*** Document segment

April 5-6, Cambridge University Materials Science Department

Optional short courses and workshops preceded the main Materials Education Symposium.

Tuesday & Wednesday
Wed Afternoon
Wed Afternoon
Wed Afternoon

CES EduPack Short Course

Course leader:
Prof Mike Ashby

Workshop: eLearning for the Materials World

Organisers:
Mark Endean
Andrew Green
Bill Clyne
Alec Goodyear
Noel Rutter

Workshop: Introduction to CES Selector

Organisers:
Granta Design


CES EduPack Short Course

When: April 5 (9:30-17:00); April 6 (9:00-12:30)

Organiser: Granta Design

Cost: Full Event package (£437 before Dec 31) includes this course, the Symposium, and any Wednesday Workshop.

Who is the course for?

Anyone new to the CES EduPack teaching resources, or seeking a refresher. Professors, Lecturers, and Program Directors of university and college courses related to materials and manufacturing.  The course is relevant to the following disciplines: mechanical engineering; production engineering; aerospace engineering; materials science and engineering; industrial and product design; polymer science and engineering; eco-engineering; chemical engineering; bio-engineering; and architecture and the built environment.

What is the course about?

CES EduPack has been created by Professor Mike Ashby of Cambridge University and his colleagues over the past 20 years. Both the resources that it provides and the ideas that it implements are valuable to educators across a broad range of engineering-related courses, and from first to final-year teaching. They have been used to support and reinforce existing courses that use a variety of teaching approaches and texts, as well as in the design of new courses.

******

Task instructions: According to the course listing, who created CES EduPack?

*** Listed records

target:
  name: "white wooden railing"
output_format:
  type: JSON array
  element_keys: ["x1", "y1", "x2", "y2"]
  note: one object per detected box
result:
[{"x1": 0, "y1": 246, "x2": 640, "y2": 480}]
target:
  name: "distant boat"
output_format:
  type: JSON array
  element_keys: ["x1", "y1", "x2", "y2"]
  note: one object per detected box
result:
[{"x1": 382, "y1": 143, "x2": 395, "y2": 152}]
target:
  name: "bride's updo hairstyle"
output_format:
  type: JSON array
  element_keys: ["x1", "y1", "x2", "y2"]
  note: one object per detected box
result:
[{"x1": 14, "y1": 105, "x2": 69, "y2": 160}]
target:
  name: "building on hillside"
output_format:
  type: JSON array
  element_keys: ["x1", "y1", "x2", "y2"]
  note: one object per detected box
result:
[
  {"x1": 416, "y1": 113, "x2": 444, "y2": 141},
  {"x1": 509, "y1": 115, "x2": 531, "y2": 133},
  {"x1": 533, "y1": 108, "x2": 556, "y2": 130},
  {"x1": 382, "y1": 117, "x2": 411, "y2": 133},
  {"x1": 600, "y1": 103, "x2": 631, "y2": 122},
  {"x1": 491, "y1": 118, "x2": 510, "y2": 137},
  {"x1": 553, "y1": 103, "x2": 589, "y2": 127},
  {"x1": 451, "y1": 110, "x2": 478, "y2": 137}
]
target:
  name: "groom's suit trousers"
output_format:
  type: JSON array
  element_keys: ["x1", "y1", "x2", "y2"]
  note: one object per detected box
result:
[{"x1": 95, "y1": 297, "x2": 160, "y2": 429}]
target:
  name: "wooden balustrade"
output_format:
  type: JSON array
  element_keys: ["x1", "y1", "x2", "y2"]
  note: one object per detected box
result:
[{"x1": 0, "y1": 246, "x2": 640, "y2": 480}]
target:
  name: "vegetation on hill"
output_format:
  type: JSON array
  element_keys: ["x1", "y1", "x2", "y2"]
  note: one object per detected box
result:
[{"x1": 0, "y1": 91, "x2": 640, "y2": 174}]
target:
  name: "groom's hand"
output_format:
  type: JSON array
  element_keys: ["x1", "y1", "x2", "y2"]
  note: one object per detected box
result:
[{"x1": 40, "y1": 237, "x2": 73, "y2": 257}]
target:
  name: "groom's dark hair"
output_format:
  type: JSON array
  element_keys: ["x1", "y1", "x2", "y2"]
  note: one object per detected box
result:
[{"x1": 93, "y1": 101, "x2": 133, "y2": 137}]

******

Response below: Professor Mike Ashby of Cambridge University and his colleagues